Material for the task:
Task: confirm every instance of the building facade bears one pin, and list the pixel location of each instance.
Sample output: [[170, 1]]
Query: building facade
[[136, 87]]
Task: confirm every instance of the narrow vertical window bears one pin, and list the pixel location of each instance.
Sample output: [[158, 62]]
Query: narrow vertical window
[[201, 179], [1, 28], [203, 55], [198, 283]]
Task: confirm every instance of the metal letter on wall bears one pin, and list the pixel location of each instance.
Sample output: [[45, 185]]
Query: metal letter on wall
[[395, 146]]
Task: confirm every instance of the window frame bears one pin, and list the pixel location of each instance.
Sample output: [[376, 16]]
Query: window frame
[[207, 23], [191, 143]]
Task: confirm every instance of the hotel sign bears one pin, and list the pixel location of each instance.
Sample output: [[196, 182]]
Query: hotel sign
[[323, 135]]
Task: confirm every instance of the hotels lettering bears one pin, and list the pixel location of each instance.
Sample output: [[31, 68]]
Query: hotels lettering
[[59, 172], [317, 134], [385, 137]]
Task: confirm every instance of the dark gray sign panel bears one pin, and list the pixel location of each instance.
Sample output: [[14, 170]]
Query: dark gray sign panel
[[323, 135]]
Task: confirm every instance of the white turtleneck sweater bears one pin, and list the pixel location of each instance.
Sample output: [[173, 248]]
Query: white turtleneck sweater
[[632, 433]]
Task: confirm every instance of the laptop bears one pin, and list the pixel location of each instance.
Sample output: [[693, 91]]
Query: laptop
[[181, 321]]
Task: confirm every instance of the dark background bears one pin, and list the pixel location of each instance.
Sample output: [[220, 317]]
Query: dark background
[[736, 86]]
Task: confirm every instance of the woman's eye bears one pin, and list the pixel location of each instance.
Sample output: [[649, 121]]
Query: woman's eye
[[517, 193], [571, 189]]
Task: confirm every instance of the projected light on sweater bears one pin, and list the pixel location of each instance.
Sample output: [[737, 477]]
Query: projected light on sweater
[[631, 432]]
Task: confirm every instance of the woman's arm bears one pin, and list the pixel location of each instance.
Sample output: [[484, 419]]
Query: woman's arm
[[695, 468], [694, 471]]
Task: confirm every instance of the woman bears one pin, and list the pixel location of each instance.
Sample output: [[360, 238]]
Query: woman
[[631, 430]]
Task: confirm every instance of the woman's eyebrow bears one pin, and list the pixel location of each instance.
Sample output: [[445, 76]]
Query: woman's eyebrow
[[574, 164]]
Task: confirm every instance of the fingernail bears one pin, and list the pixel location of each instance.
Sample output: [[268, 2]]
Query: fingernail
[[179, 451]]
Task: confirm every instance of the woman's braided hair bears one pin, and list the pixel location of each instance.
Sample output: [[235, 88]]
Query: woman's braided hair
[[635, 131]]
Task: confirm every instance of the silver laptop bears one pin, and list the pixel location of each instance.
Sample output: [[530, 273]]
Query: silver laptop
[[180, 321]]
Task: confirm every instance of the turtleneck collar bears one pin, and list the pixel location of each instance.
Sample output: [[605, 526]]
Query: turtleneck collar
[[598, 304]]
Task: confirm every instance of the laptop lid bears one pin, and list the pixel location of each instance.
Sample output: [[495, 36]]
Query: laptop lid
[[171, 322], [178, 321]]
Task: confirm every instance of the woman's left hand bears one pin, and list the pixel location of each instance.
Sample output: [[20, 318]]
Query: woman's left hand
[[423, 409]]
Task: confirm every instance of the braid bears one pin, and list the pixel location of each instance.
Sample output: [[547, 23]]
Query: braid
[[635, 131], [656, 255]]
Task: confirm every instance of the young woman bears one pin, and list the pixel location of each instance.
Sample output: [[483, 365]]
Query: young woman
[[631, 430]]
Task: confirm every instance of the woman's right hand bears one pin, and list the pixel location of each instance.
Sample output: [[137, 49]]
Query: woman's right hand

Exercise objective: Copy the entries word for word, starting at the top and stopping after the line that contains "[[736, 86]]".

Output of the exercise:
Task: confirm every instance of the building facade bears one pin, and list the pixel location of each instance.
Sample output: [[170, 1]]
Query: building facade
[[136, 87]]
Task: confirm every instance of the narrow vertical window bears one pin, and list the pixel location of each instance.
Sample output: [[158, 62]]
Query: narrow vertical window
[[201, 179], [1, 28], [203, 55], [198, 283]]
Task: confirm every instance of the metal letter on wall bears one pin, and list the pixel location of each instance.
Sample output: [[45, 185]]
Query: metal letter on wall
[[395, 146]]
Task: confirm every instance of the window frame bears one pin, and list the pixel location of each instance.
Sample output: [[376, 16]]
Query: window frame
[[207, 23], [191, 143]]
Task: confirm every instance of the hotel sign bears one pin, and list the pixel location of each instance.
Sample output: [[196, 182]]
Query: hotel sign
[[323, 135]]
Task: confirm every instance of the hotels lettering bears one pin, and list the pixel location of each instance.
Sample output: [[31, 68]]
Query: hotels lettering
[[59, 172], [317, 134], [385, 137]]
Task: confirm every instance of the dark gray sign panel bears one pin, and list the pixel location of each instance.
Sample output: [[14, 170]]
Query: dark gray sign panel
[[323, 135]]
Task: confirm every instance of the white turtleneck sweater bears one pin, and list the pixel location of each instance.
Sample output: [[173, 248]]
Query: white turtleneck sweater
[[632, 433]]
Task: confirm every instance of the laptop bears one pin, and list the pixel location of each instance.
Sample output: [[693, 91]]
Query: laptop
[[181, 321]]
Task: confirm every instance of the dark background bears one pin, and list the pixel location of each instance.
Sample output: [[220, 317]]
Query: dark background
[[736, 86]]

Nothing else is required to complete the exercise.